> _Task prompt_
A complete answer lists every line of the material where the string "jersey" occurs.
=== Begin Enclosure ===
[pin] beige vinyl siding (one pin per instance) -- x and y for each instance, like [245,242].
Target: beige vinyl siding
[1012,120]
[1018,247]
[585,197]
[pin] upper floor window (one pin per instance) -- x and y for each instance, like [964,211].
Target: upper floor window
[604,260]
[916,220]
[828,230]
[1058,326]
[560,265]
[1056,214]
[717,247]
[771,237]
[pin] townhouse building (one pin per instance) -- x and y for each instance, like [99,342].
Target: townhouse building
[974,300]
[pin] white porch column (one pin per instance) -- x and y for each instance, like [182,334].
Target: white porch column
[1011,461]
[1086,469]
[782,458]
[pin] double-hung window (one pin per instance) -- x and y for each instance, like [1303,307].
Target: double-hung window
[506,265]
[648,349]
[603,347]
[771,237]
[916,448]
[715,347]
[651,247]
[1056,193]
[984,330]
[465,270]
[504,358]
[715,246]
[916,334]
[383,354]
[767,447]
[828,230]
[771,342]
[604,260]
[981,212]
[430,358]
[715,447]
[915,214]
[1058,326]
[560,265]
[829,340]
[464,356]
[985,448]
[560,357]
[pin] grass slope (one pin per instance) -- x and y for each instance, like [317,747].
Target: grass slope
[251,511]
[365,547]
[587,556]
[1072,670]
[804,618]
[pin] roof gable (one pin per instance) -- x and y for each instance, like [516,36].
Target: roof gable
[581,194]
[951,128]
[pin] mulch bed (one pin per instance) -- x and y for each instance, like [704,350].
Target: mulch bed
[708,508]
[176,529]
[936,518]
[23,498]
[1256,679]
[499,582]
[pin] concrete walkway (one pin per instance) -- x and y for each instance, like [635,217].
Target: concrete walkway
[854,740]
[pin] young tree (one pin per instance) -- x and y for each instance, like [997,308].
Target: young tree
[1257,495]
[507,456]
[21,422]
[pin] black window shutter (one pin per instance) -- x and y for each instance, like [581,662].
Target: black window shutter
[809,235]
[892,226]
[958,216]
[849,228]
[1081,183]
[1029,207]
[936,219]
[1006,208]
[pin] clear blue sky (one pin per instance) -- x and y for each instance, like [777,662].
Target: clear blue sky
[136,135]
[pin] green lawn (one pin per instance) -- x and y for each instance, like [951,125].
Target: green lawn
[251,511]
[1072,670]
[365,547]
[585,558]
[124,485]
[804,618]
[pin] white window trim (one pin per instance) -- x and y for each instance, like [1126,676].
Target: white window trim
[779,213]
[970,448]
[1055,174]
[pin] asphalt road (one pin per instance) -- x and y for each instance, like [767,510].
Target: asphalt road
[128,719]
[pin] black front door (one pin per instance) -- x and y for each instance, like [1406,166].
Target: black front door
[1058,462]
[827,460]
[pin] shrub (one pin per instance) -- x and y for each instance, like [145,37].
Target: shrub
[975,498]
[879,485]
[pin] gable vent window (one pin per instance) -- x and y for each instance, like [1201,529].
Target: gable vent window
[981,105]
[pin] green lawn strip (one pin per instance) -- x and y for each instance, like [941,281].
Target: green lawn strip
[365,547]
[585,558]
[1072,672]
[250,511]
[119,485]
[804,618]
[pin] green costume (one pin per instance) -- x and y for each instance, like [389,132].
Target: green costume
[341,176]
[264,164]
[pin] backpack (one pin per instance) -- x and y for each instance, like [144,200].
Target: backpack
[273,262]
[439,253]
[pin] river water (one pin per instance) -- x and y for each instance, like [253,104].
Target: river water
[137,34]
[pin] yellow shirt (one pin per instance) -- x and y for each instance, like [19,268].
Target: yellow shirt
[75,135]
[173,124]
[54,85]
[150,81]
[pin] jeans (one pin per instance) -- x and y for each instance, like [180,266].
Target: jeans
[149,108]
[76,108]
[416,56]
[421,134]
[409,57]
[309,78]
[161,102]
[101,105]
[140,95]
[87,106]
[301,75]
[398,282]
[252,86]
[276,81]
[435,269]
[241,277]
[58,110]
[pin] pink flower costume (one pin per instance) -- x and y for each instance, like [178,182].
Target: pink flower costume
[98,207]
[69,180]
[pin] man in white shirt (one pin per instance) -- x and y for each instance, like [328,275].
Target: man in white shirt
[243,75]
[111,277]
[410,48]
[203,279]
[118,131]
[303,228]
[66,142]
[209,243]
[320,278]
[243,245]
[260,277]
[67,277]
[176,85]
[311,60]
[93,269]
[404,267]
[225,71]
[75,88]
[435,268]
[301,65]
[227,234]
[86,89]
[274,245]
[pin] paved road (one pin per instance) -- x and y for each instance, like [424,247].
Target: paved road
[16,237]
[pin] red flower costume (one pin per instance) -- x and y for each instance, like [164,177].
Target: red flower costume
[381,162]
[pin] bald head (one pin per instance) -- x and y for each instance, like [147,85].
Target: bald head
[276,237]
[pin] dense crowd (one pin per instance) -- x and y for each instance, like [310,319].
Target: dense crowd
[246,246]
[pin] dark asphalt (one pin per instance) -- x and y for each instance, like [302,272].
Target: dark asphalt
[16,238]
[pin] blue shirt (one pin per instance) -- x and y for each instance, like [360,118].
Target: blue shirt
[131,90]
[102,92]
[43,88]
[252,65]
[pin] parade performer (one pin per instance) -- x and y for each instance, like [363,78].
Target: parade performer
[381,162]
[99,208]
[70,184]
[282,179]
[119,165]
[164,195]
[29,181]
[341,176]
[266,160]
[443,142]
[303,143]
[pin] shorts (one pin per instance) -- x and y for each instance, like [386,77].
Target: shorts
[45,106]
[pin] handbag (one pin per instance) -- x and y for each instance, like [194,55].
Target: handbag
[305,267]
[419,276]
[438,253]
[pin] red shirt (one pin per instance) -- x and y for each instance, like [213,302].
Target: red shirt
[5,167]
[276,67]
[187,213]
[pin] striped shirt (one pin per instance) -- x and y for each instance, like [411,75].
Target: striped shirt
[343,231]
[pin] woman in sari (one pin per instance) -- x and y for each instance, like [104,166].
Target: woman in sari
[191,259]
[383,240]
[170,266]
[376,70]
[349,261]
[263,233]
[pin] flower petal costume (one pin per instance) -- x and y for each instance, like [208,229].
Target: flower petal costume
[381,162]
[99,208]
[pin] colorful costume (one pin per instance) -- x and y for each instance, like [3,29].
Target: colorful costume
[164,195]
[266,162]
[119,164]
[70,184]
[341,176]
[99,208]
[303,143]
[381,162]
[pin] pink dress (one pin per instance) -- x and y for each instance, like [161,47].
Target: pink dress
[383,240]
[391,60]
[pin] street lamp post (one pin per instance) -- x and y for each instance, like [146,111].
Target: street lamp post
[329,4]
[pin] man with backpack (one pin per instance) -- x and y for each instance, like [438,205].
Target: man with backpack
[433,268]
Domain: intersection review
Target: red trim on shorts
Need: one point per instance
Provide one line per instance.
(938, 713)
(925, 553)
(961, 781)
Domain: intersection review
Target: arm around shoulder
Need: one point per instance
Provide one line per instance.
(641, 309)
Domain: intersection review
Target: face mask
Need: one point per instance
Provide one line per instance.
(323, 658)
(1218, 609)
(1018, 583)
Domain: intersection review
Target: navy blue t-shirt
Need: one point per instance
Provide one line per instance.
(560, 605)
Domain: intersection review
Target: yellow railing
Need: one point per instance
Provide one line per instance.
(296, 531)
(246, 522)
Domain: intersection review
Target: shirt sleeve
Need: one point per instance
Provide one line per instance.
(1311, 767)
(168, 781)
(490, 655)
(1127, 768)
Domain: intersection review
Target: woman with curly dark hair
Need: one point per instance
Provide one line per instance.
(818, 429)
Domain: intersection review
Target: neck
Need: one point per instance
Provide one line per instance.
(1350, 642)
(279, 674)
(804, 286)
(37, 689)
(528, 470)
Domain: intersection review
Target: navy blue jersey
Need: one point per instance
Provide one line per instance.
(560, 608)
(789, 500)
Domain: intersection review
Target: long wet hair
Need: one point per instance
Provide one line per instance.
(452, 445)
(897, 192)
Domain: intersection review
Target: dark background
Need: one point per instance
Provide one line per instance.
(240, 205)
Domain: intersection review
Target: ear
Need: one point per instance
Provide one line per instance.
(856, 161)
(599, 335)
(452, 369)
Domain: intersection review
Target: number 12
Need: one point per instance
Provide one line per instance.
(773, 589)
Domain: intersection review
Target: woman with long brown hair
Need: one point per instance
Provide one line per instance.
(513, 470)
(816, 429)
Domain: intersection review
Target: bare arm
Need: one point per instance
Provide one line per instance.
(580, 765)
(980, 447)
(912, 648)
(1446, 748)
=== End Enclosure ===
=== Begin Enclosure ===
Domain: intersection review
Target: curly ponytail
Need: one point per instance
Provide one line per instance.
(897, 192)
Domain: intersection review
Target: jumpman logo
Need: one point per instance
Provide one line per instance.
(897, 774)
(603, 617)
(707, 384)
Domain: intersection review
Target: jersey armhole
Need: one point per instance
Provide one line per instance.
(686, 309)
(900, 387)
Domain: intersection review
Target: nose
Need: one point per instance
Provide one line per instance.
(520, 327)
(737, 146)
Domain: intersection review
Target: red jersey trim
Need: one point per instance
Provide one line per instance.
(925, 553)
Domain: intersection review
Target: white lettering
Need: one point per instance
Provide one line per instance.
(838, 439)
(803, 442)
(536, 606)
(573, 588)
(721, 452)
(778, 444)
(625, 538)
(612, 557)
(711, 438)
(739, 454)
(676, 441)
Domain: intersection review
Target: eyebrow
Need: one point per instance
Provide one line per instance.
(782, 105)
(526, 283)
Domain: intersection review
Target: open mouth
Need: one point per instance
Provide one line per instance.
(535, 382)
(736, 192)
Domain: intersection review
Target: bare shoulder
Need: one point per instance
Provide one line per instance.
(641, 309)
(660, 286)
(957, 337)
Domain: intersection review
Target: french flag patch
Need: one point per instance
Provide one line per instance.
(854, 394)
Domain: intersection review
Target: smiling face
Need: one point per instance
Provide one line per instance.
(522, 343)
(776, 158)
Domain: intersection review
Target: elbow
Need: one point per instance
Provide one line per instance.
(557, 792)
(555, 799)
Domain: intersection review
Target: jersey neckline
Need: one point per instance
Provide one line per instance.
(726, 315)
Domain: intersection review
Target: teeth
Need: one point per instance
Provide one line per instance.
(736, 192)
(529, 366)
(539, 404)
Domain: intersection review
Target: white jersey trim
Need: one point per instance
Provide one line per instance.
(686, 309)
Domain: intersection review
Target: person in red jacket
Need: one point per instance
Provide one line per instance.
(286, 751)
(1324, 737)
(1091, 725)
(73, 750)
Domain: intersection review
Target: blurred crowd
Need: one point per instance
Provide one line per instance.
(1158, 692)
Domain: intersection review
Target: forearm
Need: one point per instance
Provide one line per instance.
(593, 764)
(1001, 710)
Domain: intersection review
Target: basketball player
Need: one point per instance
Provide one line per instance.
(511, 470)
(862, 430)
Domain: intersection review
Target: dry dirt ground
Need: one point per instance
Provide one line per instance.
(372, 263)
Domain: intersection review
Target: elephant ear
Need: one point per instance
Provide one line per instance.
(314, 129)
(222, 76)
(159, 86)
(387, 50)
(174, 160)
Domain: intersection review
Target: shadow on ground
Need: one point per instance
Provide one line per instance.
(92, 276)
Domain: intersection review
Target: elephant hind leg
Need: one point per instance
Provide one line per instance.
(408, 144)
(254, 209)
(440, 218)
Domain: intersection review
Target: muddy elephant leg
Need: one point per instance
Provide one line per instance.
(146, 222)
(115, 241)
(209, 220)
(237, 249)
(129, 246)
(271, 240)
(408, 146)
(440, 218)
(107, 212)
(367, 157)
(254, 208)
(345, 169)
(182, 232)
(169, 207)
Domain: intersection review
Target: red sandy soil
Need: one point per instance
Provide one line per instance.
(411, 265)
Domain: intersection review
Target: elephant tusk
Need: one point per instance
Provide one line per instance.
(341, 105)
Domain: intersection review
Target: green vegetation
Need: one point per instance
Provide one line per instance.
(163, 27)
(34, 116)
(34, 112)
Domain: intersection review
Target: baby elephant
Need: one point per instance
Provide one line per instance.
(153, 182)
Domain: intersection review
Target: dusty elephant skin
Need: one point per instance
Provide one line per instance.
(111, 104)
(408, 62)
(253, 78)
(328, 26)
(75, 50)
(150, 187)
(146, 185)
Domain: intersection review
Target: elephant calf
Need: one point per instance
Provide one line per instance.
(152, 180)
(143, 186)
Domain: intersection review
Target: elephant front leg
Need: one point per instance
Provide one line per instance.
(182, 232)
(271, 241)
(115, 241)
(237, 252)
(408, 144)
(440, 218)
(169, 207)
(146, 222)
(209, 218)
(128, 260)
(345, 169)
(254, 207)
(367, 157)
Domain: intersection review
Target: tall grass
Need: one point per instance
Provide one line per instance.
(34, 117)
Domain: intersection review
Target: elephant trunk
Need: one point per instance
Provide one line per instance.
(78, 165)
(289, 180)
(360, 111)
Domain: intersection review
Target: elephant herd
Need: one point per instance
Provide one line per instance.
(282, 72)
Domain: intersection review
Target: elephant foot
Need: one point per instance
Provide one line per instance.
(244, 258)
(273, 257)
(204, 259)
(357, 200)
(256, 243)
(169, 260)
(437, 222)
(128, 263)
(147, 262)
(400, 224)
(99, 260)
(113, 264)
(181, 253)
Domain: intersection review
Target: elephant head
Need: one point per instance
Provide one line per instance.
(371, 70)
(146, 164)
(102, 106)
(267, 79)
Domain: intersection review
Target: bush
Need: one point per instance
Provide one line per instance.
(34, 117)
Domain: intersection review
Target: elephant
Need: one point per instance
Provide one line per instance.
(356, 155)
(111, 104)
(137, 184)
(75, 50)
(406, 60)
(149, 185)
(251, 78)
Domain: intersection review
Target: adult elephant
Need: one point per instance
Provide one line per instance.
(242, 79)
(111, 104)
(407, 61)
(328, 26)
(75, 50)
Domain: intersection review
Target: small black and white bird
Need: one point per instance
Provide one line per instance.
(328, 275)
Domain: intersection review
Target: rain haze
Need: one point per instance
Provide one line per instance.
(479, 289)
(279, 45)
=== End Enclosure ===
=== Begin Enclosure ===
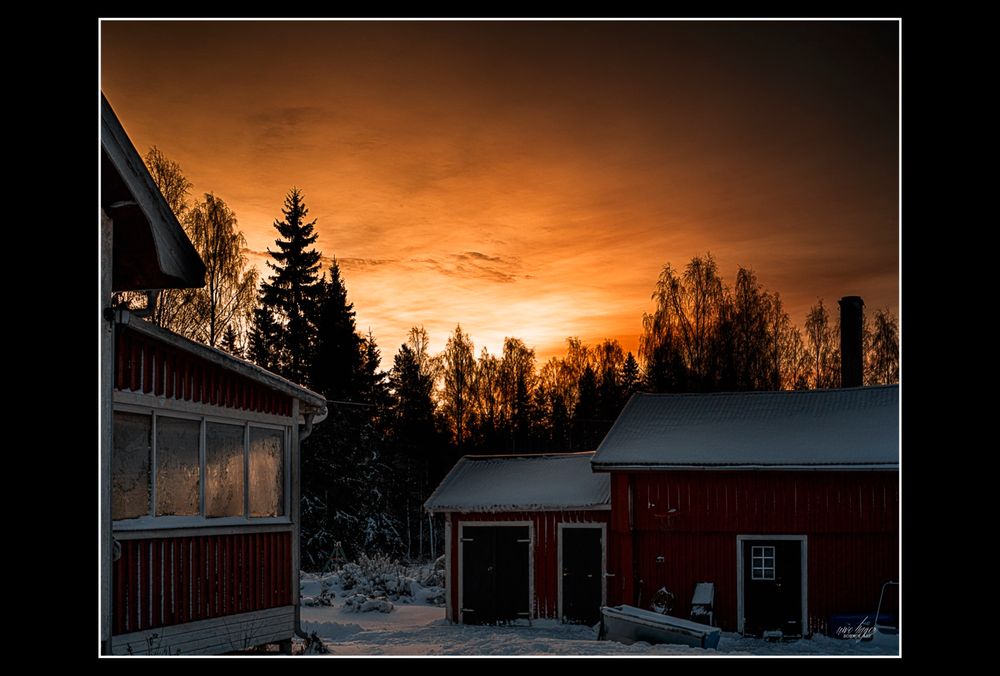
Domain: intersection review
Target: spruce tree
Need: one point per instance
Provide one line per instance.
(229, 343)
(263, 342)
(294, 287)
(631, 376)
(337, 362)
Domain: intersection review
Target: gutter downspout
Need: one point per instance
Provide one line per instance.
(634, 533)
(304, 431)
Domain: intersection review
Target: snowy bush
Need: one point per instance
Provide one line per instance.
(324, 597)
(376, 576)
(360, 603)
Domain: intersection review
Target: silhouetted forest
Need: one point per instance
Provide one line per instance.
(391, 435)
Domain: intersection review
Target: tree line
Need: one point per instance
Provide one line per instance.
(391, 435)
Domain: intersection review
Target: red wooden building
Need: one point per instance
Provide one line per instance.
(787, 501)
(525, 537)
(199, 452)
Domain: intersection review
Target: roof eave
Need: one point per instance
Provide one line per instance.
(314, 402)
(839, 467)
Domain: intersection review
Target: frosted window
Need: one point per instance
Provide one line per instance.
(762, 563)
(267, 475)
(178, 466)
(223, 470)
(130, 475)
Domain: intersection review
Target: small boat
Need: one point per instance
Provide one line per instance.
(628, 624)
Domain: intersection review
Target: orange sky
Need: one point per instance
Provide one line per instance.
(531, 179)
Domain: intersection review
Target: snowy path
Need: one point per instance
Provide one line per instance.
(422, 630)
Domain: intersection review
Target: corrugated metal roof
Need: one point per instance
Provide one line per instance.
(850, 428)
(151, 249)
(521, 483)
=== End Enclosure ===
> _Response_
Target: navy blue jersey
Target: jersey armhole
Target: red jersey trim
Target: jersey neckline
Target: white jersey trim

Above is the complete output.